DOCUMENT TEXT >>
>> start
I see you have a lot going on! So many opinions, I'm sure your head is spinning!

First, I have never had any issues putting multiple coats of stain on. In fact, I use multiple coats of various colors to add depth. The key is letting the stain dry long enough between coats. But, make sure you use a sealant between coats.

Second, you should NEVER sand Oak with anything higher than 180 grit if you are looking for a deeper color. The higher the grit, the less absorption rate of stain.

Third, you should ALWAYS use prestain conditioner to prevent blotchiness. Even on oak. Be careful to pay attention to the type of conditioner you buy. They sell conditioner for both oil and water based. This will effect the absorption rate. If you use an alcohol based stain or dye, burnish the wood with a plain piece of paper. This will close some of the pores. I always use a mixture of 50% dewaxed shellac and 50% denatured alcohol mix instead of the store bought stuff. Wipe on a very thin coat. This method is 100% blotch proof.

Fourth, your top coat issues are caused for several reasons. It appears you put to many coats on w/o sanding in between. This is causing adhesion issues. Brush on lacquer needs to be mechanically binded. The scratch marks of the sandpaper creates this bind. Also, you may be brushing more than 3 mils thick of finish. If each coat is too thick, the air bubbles can't escape. And, you need to cut brush on lacquer with thinner. Start with an 80/20 mix. Work your way down after each coat. (85/15, 90/10 etc...)

Last, there is no quick way to get a finished product that you will be happy with. Take your time. Let the product do what it is supposed to do. 

I have several other comments but will hold off unless asked.


----------



## tpierce (Oct 14, 2013)
>> end
REQUESTS >>
1. Transcribe the passage of the wood finishing advice that opens with the words containing "Last, there is" and closes with "off unless asked.".
2. In the wood finishing advice, what is the highest grit oak should be sanded with if a deeper color is wanted?

Coordinate annotation records >>
>> start
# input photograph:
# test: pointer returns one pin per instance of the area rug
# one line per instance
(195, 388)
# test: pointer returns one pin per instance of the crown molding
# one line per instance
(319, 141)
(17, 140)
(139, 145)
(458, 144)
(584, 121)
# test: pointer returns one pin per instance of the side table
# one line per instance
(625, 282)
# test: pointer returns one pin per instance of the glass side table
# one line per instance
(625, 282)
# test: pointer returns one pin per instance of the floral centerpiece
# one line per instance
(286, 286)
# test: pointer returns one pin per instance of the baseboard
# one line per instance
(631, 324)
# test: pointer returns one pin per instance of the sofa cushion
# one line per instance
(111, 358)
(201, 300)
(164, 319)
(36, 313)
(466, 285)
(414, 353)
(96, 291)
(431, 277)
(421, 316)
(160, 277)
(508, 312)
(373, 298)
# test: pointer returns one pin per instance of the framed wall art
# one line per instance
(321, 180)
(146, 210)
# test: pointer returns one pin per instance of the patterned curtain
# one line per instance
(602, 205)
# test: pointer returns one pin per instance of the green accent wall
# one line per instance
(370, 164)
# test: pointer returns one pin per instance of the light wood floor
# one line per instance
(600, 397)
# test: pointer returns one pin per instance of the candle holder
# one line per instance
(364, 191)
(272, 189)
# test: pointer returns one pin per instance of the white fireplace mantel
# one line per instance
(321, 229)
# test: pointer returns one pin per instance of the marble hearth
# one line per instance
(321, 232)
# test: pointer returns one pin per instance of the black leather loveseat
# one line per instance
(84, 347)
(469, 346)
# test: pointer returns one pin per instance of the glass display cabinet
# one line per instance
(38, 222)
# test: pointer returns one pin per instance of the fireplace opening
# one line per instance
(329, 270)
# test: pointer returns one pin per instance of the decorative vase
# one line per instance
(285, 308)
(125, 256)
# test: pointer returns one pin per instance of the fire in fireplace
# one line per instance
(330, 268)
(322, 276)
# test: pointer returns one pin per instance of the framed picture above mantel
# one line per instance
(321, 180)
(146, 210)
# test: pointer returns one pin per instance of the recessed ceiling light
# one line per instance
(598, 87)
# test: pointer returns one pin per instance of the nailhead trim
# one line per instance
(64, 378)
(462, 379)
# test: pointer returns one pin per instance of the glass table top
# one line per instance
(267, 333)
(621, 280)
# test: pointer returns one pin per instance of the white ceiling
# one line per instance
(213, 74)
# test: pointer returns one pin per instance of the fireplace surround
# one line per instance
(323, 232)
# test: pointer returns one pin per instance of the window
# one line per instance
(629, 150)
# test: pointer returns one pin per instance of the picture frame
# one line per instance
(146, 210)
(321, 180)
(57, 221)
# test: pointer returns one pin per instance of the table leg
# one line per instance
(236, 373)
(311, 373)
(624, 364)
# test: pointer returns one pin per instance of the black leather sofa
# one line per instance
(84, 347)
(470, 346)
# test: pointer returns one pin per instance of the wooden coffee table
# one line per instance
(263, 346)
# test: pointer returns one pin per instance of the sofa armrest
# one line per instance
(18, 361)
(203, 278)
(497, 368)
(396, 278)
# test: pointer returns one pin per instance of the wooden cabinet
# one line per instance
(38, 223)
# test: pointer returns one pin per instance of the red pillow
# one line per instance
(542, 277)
>> end
TASK-BY-TASK RESULTS >>
1.
Last, there is no quick way to get a finished product that you will be happy with. Take your time. Let the product do what it is supposed to do. 

I have several other comments but will hold off unless asked.

2. 180 grit.